Goal of the exercise: Transcribe all of the data exactly, leaving nothing out.

======== Exercise data

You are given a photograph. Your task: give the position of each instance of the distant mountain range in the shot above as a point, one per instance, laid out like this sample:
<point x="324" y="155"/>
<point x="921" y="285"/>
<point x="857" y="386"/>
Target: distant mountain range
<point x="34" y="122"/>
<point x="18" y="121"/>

================

Task output:
You are given a photograph. Your task: give the position of each instance of the distant mountain range in the shot above as a point, one per instance, laid out like this sample:
<point x="324" y="155"/>
<point x="921" y="285"/>
<point x="857" y="386"/>
Target: distant mountain range
<point x="34" y="122"/>
<point x="18" y="121"/>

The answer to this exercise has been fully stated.